◆ Short task 1 ◆
In the code excerpt, for how many epochs is the model trained?

◆ Text passage ◆
** START **
X_test = np.arange(90,200,0.5) 
y_test = np.sin(X_test)

# Preprocess the data for the RNN
X_train = X_train.reshape(-1, 1, 1)  # Reshape the input data for RNN

# Create the RNN model
model = tf.keras.Sequential([
    tf.keras.layers.LSTM(32, activation='relu', return_sequences=True, input_shape=(1, 1)),
    tf.keras.layers.LSTM(32, activation='relu',return_sequences=True),
    tf.keras.layers.Dense(1)
])

# Compile the model
model.compile(optimizer='adam', loss='mean_squared_error')

# Train the model
model.fit(X_train, y_train, epochs=100, verbose=0)

X_test = X_test.reshape(-1, 1, 1)
y_pred = model.predict(X_test)

print(mse(y_test, y_pred.flatten()))


plt.plot(X_train.flatten(), y_train)
plt.plot(X_test.flatten(), y_test)
plt.plot(X_test.flatten(), y_pred.flatten(), color='green')
7/7 [==============================] - 0s 770us/step
0.5191158924236982

  • Another, improved RNN layer is called a GRU (gated recurrent unit)
  • Perform similarly to LSTM layers and are used in many of the same applications, but are less prone to the vanishing gradient problem
X_train = np.arange(0,100,0.5)
** END **
◆ Record excerpts ◆
** START **
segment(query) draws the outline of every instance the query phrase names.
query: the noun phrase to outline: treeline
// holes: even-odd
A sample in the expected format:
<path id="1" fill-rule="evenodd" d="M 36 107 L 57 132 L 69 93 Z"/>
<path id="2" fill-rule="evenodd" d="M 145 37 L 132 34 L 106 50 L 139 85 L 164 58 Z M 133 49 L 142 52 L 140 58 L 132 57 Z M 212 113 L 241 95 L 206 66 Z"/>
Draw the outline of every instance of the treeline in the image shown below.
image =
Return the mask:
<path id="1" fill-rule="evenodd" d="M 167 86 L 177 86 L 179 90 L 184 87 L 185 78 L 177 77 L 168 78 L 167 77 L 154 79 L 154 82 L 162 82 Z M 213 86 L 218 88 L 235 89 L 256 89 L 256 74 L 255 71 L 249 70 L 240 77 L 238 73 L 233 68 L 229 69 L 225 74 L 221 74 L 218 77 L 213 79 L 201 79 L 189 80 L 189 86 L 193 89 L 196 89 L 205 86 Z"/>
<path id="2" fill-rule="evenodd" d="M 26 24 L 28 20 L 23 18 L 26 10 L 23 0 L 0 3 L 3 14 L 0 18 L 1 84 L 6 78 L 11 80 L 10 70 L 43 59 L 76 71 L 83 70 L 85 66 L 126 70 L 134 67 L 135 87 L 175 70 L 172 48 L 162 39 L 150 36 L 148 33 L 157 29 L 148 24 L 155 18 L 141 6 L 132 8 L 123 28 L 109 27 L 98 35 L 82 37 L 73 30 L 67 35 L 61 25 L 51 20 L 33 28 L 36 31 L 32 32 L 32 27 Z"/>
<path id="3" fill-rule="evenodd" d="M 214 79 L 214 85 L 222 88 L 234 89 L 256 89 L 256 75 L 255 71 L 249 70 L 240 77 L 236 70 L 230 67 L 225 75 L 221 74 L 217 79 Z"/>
** END **
◆ Short task 2 ◆
State only the number of lines in the rows above that contain the string "image".

◆ Final answer 1 ◆
100 epochs

◆ Final answer 2 ◆
2